## Цитируемый отрывок
************

За оградой кладбища мы скорбим о своем несбывшемся, возможном мире, где наше Я, ставшее Другим, ищет своего воплощения. В мире моих воспоминаний мертвое превращается в живое и Другой конституирует возможный мир. Память и ритуальное поминание реанимируют возможный мир. На столе еще покоится место и блюдо покойного, а памятование возобновляет прерванный похоронами диалог жизни-смерти. В этом говорении мой Другой трансформирует возможное в реальное и, теперь я не ощущаю отсутствия – «Другой – это и есть прежде всего такое существование возможного мира. И этот возможный мир обладает в себе также и своей собственной реальностью, именно в качестве возможного мира» (7; 27). Мое возможное будущее прерывается смертью того, от кого зависело его воплощение в настоящем. И теперь только память, т.е. прошлое, оживляет несбывшееся – (омертвевшее) – будущее. Думая о покойном «как будто он жив», я проживаю в памятовании несбывшееся настоящее. Таким образом, желаемое будущее все же исполняется благодаря прошлому, т.е. памяти. И это исполнение полнокровнее, потому что отвечает моим желаниям (чего при действительном настоящем могло не произойти). Память воскрешает и поднимает мертвого из могилы, подобно тому, что сделал Иисус с Лазарем. Но это не тот «Лазарь», что был прежде. Теперь он такой, каким хочу его видеть я; моя воля и разум задают его образ. Могила и кладбище переносятся в пространство моей рефлексии. Одинокая надгробная плита лишь инспирирует призрака в поле моего сознания, но, впрочем, он может появиться и в отсутствии таковой.

************

## Материал для обработки

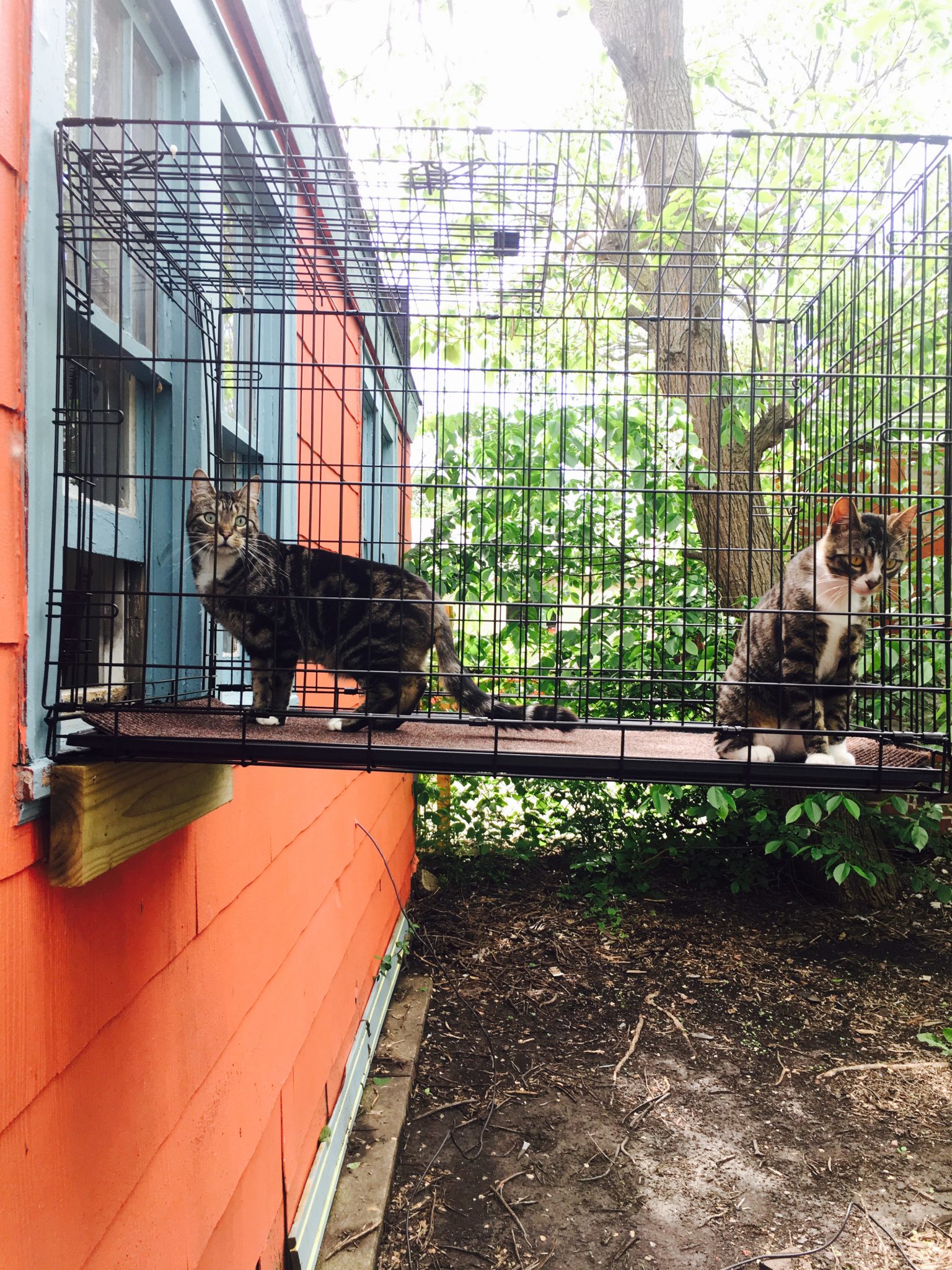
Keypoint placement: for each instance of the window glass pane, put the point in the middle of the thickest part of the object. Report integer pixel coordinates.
(108, 56)
(100, 431)
(71, 83)
(107, 59)
(100, 630)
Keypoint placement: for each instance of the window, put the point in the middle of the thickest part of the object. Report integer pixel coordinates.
(117, 393)
(380, 471)
(115, 70)
(100, 642)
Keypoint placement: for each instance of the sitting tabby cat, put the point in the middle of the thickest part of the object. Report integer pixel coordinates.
(796, 653)
(367, 621)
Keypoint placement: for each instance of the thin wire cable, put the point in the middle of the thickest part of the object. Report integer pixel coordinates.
(808, 1253)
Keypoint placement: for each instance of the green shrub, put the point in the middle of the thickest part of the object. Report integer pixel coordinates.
(619, 840)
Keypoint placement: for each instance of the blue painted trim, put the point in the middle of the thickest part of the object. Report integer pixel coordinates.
(314, 1210)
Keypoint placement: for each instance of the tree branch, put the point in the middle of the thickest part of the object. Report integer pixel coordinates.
(770, 429)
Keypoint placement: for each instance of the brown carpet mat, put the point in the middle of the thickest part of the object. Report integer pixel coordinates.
(203, 722)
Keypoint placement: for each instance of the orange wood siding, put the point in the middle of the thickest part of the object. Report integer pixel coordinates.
(173, 1036)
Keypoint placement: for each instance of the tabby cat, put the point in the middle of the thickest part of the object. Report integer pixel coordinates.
(366, 621)
(796, 653)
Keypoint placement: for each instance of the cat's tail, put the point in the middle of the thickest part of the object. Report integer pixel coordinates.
(471, 696)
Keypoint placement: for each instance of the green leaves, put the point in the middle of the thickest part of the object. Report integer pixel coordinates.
(660, 801)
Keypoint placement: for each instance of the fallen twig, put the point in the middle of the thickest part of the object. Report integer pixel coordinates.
(678, 1024)
(621, 1251)
(352, 1238)
(597, 1178)
(471, 1253)
(874, 1067)
(630, 1050)
(444, 1106)
(496, 1188)
(645, 1108)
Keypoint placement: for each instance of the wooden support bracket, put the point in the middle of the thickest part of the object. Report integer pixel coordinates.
(103, 813)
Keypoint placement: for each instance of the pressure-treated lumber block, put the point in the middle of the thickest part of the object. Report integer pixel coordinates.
(103, 813)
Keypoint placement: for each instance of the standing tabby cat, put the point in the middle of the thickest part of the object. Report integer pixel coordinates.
(367, 621)
(796, 653)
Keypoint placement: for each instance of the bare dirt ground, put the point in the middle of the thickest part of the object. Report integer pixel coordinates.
(537, 1135)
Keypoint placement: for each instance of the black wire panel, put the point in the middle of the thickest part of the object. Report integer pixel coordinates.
(640, 368)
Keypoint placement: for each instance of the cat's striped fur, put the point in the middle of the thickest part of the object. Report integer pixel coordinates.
(796, 653)
(372, 623)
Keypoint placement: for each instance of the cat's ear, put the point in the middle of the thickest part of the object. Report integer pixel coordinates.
(249, 494)
(902, 522)
(201, 486)
(844, 512)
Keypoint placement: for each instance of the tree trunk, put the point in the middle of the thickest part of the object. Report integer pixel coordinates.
(682, 295)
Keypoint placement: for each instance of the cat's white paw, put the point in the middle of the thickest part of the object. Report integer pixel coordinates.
(842, 756)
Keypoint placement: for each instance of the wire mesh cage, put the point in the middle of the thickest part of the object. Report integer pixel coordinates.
(594, 388)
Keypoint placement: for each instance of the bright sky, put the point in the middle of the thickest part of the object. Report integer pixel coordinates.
(541, 64)
(535, 63)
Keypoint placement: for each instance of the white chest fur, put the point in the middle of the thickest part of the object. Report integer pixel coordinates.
(211, 567)
(835, 610)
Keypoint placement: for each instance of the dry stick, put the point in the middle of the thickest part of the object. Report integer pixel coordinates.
(646, 1109)
(678, 1024)
(890, 1067)
(630, 1050)
(496, 1188)
(621, 1253)
(597, 1178)
(352, 1238)
(471, 1253)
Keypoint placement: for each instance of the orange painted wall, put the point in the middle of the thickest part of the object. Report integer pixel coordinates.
(173, 1036)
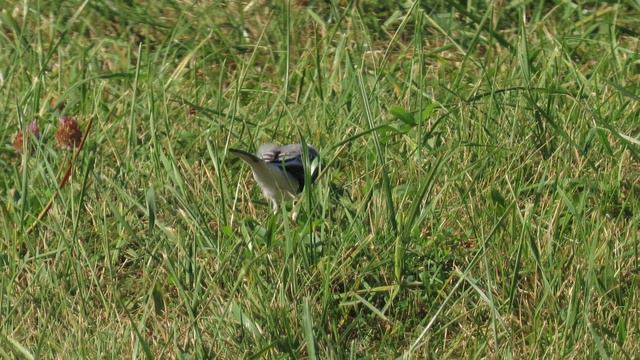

************

## Задания для выполнения
[1] Оформите в виде нумерованного списка строки записей, начиная со строки, содержащей «Keypoint placement: for each instance of the green shrub, put», и заканчивая строкой, содержащей «(314, 1210)», включая обе эти строки и пропуская пустые.
[2] Продолжите отрывок о памяти и смерти, начав сразу после его последнего предложения.
Отрывок о памяти и смерти и записи представляют собой отдельные, независимые друг от друга материалы.

## Ответы по заданиям
[1]
1. Keypoint placement: for each instance of the green shrub, put the point in the middle of the thickest part of the object. Report integer pixel coordinates.
2. (619, 840)
3. Keypoint placement: for each instance of the blue painted trim, put the point in the middle of the thickest part of the object. Report integer pixel coordinates.
4. (314, 1210)

[2]
Призрак воспаленного от памятования рассудка в скором времени подыскивает себе подходящую телесную форму и начинает свою атаку на некогда здоровый разум. То там, то здесь я слышу голос, шаги, прикосновение, смех или ругательства, которые так знакомы мне и, которые в недавнем времени составляли мое настоящее. Это призрачное присутствие пугает своей неопределенностью и настойчиво требует объяснения. Вот здесь возникает острейшая необходимость в гробовщиках. Эти служители мрака должны быть призваны для окончательного х(о)ронения еще до тех пор, пока призрак не сроднился с моим «я=которое =умирает». Ибо умереть могу лишь я, и вместо меня этого никто не может сделать. Требуется мужество, чтобы начать похороны внутри себя и посетить самое дальнее кладбище своего несбывшегося, возможного мира.

Посещение кладбища несостоявшегося настоящего грозит опасностью невозвращения. Уйти, чтобы вернуться – оказывается возможным лишь при жизнеутверждающей позиции. Я сознательно рою могилу для фантомов моей памяти, чтобы остаться жить рядом с живущими. Я погребаю в себе самое ценное, что имею – надежду на восполнение утраченного, ибо только так я могу спасти свой разум от полной разрухи.Уйти, чтобы остаться – означает согласиться с призраком в его всесилии над моим разумом, над разумом, который его же и породил. Это кладбище окажется первым и последним для меня, ибовсе остальные, погребая мое мертвое тело, будут обеспокоены горем своего смысла.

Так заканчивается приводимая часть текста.